# [WHAT IS REQUIRED]
What you return must match the listing below word for word.
══════════
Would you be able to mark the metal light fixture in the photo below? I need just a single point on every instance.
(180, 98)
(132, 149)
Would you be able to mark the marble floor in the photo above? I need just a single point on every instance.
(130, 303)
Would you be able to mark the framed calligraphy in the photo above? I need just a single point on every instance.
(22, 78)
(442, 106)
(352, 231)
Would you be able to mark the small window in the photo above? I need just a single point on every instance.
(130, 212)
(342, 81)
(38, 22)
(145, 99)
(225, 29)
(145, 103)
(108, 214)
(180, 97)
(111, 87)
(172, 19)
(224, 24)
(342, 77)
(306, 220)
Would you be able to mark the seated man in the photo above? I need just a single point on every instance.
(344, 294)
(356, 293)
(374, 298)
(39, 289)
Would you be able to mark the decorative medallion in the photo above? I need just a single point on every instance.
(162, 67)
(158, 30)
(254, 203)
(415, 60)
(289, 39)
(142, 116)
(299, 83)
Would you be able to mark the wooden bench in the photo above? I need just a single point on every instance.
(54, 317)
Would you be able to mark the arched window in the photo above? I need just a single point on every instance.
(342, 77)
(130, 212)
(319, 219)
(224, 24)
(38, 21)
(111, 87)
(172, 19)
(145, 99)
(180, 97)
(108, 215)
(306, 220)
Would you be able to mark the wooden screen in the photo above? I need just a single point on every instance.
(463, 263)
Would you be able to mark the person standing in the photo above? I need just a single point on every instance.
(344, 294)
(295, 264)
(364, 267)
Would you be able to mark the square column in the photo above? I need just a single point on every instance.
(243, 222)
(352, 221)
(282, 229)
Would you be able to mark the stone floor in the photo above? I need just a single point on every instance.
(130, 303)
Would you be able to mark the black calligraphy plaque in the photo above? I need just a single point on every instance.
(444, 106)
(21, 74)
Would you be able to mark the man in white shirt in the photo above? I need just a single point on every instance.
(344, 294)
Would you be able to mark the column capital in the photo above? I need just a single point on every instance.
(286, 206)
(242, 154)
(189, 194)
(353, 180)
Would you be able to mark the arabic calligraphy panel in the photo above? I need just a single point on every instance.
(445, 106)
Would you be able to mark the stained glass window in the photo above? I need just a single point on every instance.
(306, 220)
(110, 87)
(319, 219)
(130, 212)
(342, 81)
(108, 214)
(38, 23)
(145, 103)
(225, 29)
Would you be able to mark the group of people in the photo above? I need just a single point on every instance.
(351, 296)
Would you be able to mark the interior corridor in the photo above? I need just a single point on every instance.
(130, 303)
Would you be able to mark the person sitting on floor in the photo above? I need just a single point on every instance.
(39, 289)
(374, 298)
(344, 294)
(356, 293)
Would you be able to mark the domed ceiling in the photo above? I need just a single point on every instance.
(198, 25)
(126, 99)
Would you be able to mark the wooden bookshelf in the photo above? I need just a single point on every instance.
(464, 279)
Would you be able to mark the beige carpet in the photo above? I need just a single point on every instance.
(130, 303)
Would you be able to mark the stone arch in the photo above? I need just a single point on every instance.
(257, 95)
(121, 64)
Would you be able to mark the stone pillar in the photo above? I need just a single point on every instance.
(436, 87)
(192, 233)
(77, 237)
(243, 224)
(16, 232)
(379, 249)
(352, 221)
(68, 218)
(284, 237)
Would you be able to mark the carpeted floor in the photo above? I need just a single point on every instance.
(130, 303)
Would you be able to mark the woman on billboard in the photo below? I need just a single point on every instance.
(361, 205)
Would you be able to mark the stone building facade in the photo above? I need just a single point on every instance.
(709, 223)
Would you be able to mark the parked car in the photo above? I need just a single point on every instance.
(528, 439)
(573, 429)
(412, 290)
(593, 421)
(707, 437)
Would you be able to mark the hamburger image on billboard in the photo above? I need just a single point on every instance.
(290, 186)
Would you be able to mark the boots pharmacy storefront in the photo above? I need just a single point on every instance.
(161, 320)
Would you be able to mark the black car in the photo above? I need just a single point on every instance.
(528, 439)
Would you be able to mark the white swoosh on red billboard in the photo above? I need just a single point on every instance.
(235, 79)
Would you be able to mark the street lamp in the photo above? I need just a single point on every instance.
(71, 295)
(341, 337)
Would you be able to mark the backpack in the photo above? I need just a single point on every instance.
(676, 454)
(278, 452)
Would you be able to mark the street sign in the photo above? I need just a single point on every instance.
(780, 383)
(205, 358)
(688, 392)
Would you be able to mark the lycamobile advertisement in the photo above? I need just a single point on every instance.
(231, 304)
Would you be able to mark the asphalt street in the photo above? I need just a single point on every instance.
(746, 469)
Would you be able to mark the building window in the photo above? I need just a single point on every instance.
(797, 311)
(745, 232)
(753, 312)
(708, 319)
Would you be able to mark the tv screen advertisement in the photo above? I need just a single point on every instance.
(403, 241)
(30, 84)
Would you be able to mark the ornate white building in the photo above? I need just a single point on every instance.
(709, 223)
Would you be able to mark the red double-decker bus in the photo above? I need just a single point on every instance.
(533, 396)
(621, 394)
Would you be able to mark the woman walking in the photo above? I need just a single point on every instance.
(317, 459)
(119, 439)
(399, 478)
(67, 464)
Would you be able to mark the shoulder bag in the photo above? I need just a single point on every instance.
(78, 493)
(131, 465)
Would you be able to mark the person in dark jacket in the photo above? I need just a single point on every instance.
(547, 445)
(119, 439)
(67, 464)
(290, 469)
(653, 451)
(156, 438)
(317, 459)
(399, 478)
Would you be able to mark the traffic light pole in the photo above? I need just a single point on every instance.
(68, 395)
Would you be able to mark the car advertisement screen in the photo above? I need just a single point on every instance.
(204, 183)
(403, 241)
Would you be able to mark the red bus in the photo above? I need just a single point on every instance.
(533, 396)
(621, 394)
══════════
# [YOUR SOLUTION]
Would you be able to mark the metal light fixture in the photo below? I need just a single point on every instance.
(180, 98)
(132, 149)
Would you be able to mark the marble floor in the photo above? I need just a single point on every instance.
(130, 303)
Would you be able to mark the framed calligraphy in the photo above? I need just a single point on every instance.
(22, 78)
(442, 106)
(352, 231)
Would you be able to mark the small window in the photo above? I need just a single point on every instance.
(130, 212)
(342, 81)
(38, 22)
(145, 99)
(225, 29)
(145, 103)
(108, 214)
(180, 97)
(111, 87)
(172, 19)
(224, 24)
(342, 77)
(306, 220)
Would you be able to mark the seated man in the photo above? I need just a single point on every instance.
(344, 294)
(356, 293)
(374, 298)
(39, 289)
Would you be able to mark the decorative medallion in the photo above? I need just a single point on every instance.
(162, 67)
(158, 30)
(254, 203)
(415, 60)
(289, 39)
(142, 116)
(299, 83)
Would you be able to mark the wooden bench in the photo above? I need just a single point on every instance.
(54, 317)
Would you be able to mark the arched window in the photo above? I need just a single point on every instance.
(342, 77)
(130, 212)
(319, 219)
(224, 24)
(38, 21)
(111, 87)
(172, 19)
(145, 99)
(180, 97)
(108, 215)
(306, 220)
Would you be able to mark the wooden screen in the photo above? I need just a single point on every instance.
(463, 263)
Would you be able to mark the person standing in the photo above? I need just a single point on every instance.
(344, 294)
(295, 264)
(364, 267)
Would you be able to mark the square column in the photo above? I need just a single point on every instance.
(243, 222)
(352, 221)
(282, 229)
Would you be able to mark the stone floor in the photo above? I need just a single point on every instance.
(130, 303)
Would you be able to mark the black calligraphy plaque in the photo above? I need just a single point on every instance.
(444, 106)
(21, 74)
Would you be able to mark the man in white shirt in the photo above? I need just a single point on every instance.
(344, 294)
Would you be able to mark the column capital in the photo above? I need just a single point on every instance.
(286, 206)
(242, 154)
(189, 194)
(353, 180)
Would you be able to mark the arabic calligraphy panel in the photo above? I need just a single point on every instance.
(445, 106)
Would you be able to mark the stained glass window in the photo above? I need just a single point on every instance.
(306, 220)
(110, 87)
(319, 219)
(130, 212)
(342, 81)
(108, 214)
(38, 23)
(145, 103)
(225, 29)
Would you be able to mark the group of people in the photo above? I need just a single point on every instance.
(351, 296)
Would you be able to mark the interior corridor in the photo above? I need just a single point on every instance.
(130, 303)
Would you be able to mark the person sitting on floor in the photo above? I need just a single point on every instance.
(39, 289)
(374, 298)
(344, 294)
(356, 293)
Would you be able to mark the domed ceiling in the photo above? I need just a single point on every instance.
(198, 25)
(126, 99)
Would you be able to mark the wooden bookshelf in the photo above? I need just a single point on every instance.
(464, 279)
Would you be able to mark the beige carpet in the photo above? I need just a single point on every instance.
(130, 303)
Would you be able to mark the stone arch in the photo above? I need just a single point on every instance.
(257, 95)
(121, 64)
Would you be able to mark the stone pillar in the photo above? I need just a single point on every instance.
(436, 87)
(192, 233)
(77, 237)
(243, 224)
(16, 232)
(379, 249)
(352, 221)
(68, 218)
(284, 237)
Would you be able to mark the carpeted floor in the photo above? I need just a single point on every instance.
(130, 303)
Would you be able to mark the woman on billboard in the photo below? I need just a single point on every instance.
(361, 205)
Would you be able to mark the stone building facade in the photo above? I need just a single point on every instance.
(709, 223)
Would you be able to mark the parked car in the photo above? I need just a single point on every instance.
(528, 439)
(573, 429)
(412, 290)
(593, 421)
(707, 437)
Would you be able to mark the hamburger image on billboard in the photo above? I need just a single point on every instance.
(290, 186)
Would you be able to mark the boots pharmacy storefront in the photo above? I need just a single point on every instance.
(161, 320)
Would you be able to mark the black car in the photo above? I need just a single point on every instance.
(528, 439)
Would you be able to mark the white swoosh on red billboard in the photo above? I need just a single point on every instance.
(235, 79)
Would you be able to mark the street lamp in the photo above? I need just a single point on every instance.
(71, 295)
(341, 337)
Would you be able to mark the backpack in the photo above? I need just a single point on every instance.
(676, 454)
(278, 452)
Would you be able to mark the street sign in the photo above? I need just a single point on every instance.
(780, 383)
(205, 358)
(688, 392)
Would you be able to mark the lycamobile advertisement in the photo above? I need just a single point on every instance.
(231, 304)
Would you be able to mark the asphalt street in the photo above? I need just a single point on every instance.
(746, 469)
Would you be able to mark the building window in the photo above? I need just a single point on every instance.
(797, 311)
(745, 232)
(753, 312)
(708, 319)
Would you be able to mark the tv screen advertisement in the photo above? I need just a single point on every instance.
(403, 241)
(30, 84)
Would you be able to mark the ornate white building in the photo above? I need just a single point on every instance.
(709, 223)
Would you be able to mark the red double-decker bus in the photo above? I need just a single point on every instance.
(533, 396)
(621, 394)
Would you be able to mark the woman walking in the photo above? I need just a single point on every instance.
(317, 459)
(119, 439)
(399, 478)
(67, 464)
Would you be able to mark the shoulder bag in the photo above? I need just a single point on every instance.
(78, 493)
(131, 465)
Would you be able to mark the person in dark jacket in the photo above? I need just a single point on every instance.
(547, 445)
(119, 439)
(67, 464)
(290, 469)
(653, 451)
(156, 438)
(317, 459)
(399, 478)
Would you be able to mark the traffic light pole in the photo above? I need just a single point on every instance.
(68, 395)
Would you be able to mark the car advertisement screen in the photo above? I need just a single point on every instance.
(204, 183)
(403, 241)
Would you be able to mark the red bus in the photo above? I need just a single point on every instance.
(533, 396)
(621, 394)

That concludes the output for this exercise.